#### [Enunciado escrito]
Responda a partir del texto extraído:
1. ¿En qué número de la revista Log se publica el ensayo introductorio de Elisa Iturbe?
2. Según la frase que empieza "Vivimos en las ciudades porque", ¿de qué son lugares las ciudades?
3. ¿Qué une, en realidad, las actividades de trabajo, ocio, recreo y descanso?

═══ Texto extraído

Como explica Elisa Iturbe en su ensayo introductorio en el número 47 de la revista Log que ella misma edita, para esta crisis hemos buscado soluciones desde una perspectiva muy limitada, acotando el problema a las emisiones de carbono que se producen por la forma en la que la ciudad se construye físicamente y por cómo se usa. En cambio, no hemos sido capaces de racionalizar que la ciudad tiene forma de “carbono”[1], es decir, no solo su construcción se desarrolla emitiendo altos índices a la atmósfera, sino que su propia forma está integralmente ligada a la explotación de carbono.

En otro ensayo del mismo número, Maria Shéhérazade Giudici i Pier Vittorio Aureli describen de manera clara que la ciudad actual debe resolver las formas de utilización de la energía y eliminar el uso de las procedentes de fósiles de carbono. No obstante, para poder tener una ciudad distinta, tendremos que encontrar nuevas formas de relacionarnos[2].

La era del consumismo en la que nos encontramos ha agravado los mismos problemas que el modernismo intentó abordar para alcanzar un futuro democrático. Vivimos en las ciudades porque son lugares de producción, intercambio, conocimiento y cultura, pero, sobre todo, porque como humanos dependemos de la colectividad y el intercambio para sobrevivir, es decir, necesitamos del otro para existir. La ciudad ha fallado social y ambientalmente, pero, sobre todo, falla de manera radical cuando no puede ofrecernos esos espacios para encontrarnos con el otro. Ante esta falta, los humanos hemos sustituido al otro por el capital, y es ahí donde se produce la fricción fundamental. Hoy vivimos en una ciudad que necesita que produzcamos para existir, pero tenemos que entender que necesitamos existir para producir.

¿Cuáles son entonces los espacios para encontrarnos o para sostener la existencia humana? ¿Dónde y cómo podemos vivir si la ciudad está completamente rendida a la producción como medio para la existencia? ¿Cuál es la forma de esta ciudad?

El modernismo centró sus esfuerzos en encontrar los caminos para la igualdad y la democracia en la equidad. Hoy el mayor reto es conseguir la igualdad y la democracia en la ciudad, respetando la diversidad de cada habitante, sin destruir el planeta.

El ejercicio de imaginar una ciudad diferente no puede hacerse sin hablar de la existencia, y para ello necesitamos hablar de cuidados: los de nuestro cuerpo y del de los otros. Sin ello, no habrá igualdad, ni democracia ni ciudad. La dinámica actual promueve que los individuos sean actores que se centren en sus prácticas laborales para mantenerse, siendo sus ingresos ficticiamente proporcionales a su trabajo. Existen claras divisiones entre los espacios de trabajo, ocio, recreo y descanso. Estas actividades, en realidad, están unidas por las acciones infravaloradas del cuidado.

══════
═══ Datos proporcionados

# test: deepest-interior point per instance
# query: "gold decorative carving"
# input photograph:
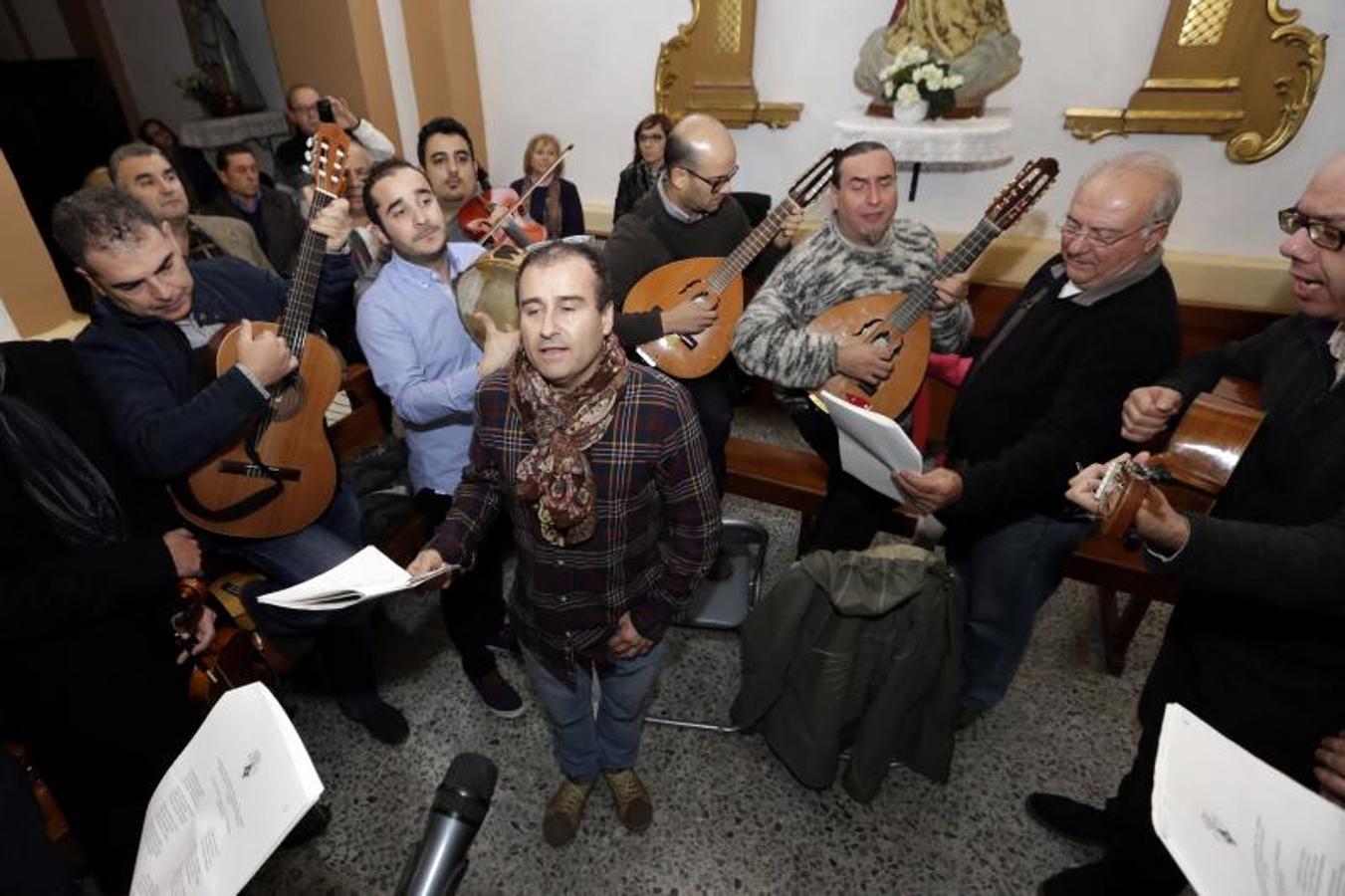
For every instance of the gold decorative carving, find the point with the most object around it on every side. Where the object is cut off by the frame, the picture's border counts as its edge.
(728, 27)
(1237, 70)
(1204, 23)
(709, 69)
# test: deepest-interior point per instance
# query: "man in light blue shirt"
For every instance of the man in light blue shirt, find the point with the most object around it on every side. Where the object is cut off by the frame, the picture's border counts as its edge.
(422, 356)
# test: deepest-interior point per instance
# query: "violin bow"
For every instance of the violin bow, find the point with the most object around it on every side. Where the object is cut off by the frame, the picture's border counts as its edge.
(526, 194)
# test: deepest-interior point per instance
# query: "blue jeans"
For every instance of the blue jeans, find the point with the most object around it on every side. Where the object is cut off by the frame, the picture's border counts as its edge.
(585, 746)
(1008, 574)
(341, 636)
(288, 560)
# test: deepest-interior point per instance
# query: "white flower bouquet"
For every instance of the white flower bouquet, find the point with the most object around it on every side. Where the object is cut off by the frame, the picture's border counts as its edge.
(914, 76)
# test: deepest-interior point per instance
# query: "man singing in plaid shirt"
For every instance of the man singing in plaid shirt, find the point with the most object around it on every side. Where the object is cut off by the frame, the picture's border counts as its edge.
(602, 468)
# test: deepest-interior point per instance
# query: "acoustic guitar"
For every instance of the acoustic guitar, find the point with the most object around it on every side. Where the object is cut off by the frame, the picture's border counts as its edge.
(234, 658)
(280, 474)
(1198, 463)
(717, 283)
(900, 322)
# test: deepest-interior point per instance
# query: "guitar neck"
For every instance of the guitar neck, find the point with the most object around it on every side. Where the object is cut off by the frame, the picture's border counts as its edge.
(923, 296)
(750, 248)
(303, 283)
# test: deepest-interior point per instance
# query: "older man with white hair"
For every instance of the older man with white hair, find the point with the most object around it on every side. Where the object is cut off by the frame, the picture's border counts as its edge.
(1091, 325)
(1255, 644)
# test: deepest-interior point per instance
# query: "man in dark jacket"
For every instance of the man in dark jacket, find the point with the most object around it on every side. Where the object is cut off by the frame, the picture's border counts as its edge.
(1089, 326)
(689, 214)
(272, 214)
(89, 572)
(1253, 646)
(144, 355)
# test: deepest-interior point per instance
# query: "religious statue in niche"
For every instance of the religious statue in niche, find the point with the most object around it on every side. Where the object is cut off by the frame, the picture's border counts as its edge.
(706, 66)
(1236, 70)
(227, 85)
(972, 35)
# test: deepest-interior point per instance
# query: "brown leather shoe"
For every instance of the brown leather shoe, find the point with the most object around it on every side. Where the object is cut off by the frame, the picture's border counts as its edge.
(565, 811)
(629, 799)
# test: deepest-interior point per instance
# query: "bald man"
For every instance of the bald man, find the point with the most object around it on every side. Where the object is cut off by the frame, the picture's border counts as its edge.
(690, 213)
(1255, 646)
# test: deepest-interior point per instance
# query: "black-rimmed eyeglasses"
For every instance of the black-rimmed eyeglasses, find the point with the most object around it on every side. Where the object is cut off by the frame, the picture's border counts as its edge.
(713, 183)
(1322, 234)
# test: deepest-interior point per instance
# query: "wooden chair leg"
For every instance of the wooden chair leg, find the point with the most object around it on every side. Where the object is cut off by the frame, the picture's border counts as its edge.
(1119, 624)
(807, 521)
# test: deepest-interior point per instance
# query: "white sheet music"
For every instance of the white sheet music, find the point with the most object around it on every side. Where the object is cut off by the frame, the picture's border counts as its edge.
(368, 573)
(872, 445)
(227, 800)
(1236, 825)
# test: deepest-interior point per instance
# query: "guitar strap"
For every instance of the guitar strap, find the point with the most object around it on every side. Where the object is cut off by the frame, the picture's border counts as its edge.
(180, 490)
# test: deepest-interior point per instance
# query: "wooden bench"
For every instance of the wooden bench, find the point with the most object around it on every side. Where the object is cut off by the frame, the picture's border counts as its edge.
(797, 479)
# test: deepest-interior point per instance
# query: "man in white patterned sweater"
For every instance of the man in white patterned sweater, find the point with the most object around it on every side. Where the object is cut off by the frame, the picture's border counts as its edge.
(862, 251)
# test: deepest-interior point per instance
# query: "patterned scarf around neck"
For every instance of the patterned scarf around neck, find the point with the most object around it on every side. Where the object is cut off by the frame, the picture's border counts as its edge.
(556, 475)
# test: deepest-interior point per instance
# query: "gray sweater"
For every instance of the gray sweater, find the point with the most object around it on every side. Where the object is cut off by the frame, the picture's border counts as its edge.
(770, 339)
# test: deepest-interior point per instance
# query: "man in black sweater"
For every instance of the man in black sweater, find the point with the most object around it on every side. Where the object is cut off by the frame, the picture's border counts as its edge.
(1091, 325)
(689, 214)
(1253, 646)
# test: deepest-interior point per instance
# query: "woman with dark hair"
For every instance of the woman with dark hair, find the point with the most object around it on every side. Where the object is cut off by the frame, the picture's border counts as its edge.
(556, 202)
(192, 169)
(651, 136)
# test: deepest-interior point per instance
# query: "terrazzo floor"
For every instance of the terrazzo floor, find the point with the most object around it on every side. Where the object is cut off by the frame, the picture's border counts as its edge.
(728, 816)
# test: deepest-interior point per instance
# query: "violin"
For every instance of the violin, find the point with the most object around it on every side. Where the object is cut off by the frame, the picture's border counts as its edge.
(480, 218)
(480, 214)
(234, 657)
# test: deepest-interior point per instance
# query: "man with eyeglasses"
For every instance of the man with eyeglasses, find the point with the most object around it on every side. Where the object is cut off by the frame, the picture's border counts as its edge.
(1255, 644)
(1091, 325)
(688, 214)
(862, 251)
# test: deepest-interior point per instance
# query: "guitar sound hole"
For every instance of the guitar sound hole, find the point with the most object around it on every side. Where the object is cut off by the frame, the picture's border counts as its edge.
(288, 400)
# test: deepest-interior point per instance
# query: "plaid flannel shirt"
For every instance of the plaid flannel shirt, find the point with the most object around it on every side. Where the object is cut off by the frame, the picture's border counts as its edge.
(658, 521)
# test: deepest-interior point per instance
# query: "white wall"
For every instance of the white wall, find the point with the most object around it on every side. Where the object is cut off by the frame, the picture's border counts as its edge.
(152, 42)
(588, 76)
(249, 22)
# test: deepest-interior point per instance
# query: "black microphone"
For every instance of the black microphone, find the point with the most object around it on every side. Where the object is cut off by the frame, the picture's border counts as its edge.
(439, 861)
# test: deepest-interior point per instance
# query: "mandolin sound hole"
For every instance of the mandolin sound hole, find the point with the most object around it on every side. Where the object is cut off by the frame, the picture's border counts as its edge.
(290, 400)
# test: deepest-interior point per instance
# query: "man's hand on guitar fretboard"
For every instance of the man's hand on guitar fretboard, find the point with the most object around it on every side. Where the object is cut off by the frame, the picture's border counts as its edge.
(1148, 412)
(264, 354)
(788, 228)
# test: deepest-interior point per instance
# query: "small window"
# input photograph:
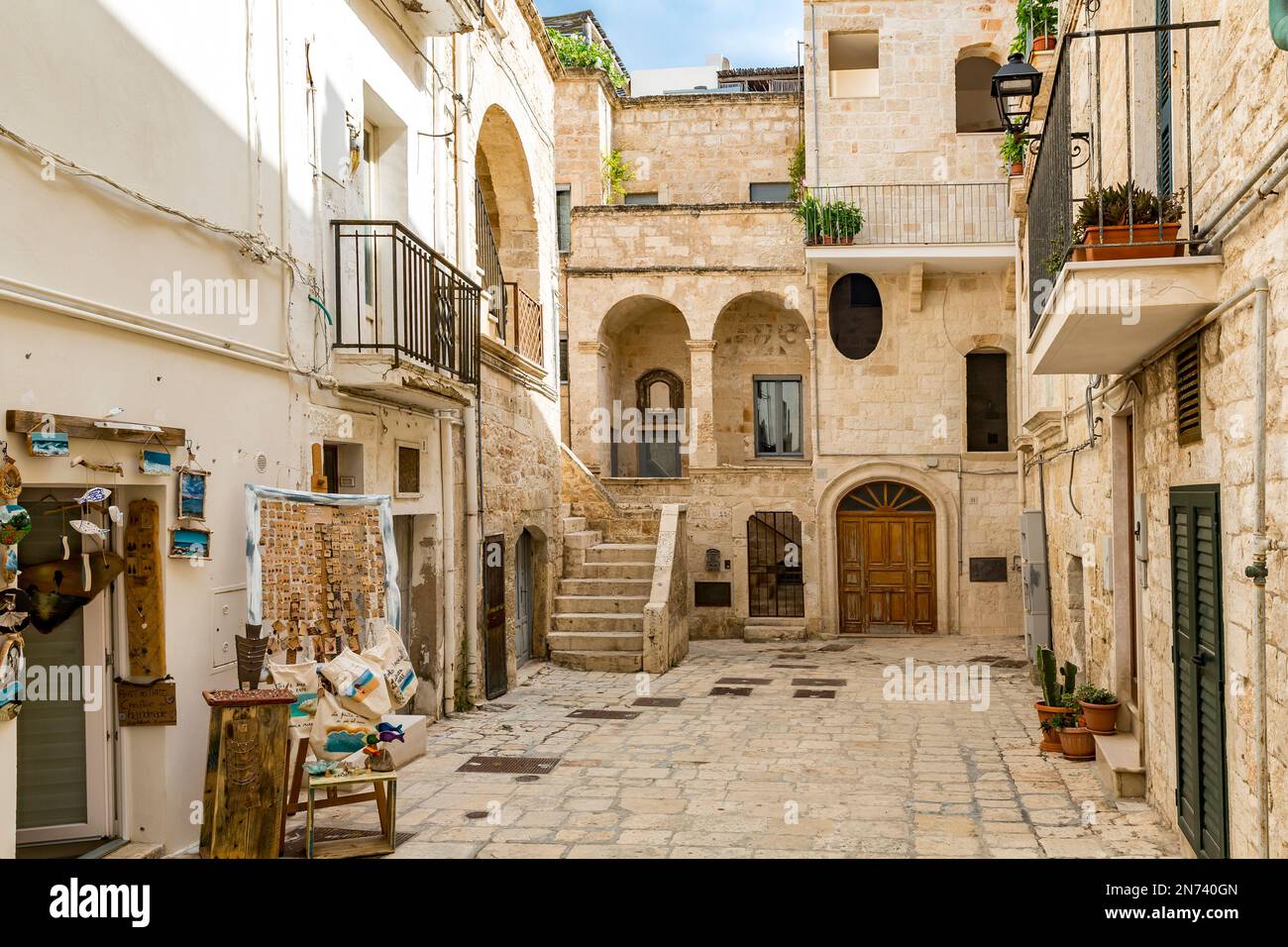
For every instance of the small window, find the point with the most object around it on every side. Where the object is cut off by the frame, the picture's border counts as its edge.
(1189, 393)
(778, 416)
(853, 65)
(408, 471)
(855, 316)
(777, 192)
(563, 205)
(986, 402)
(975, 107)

══════

#### [Solución del ejercicio]
1. En el número 47.
2. De producción, intercambio, conocimiento y cultura.
3. Las acciones infravaloradas del cuidado.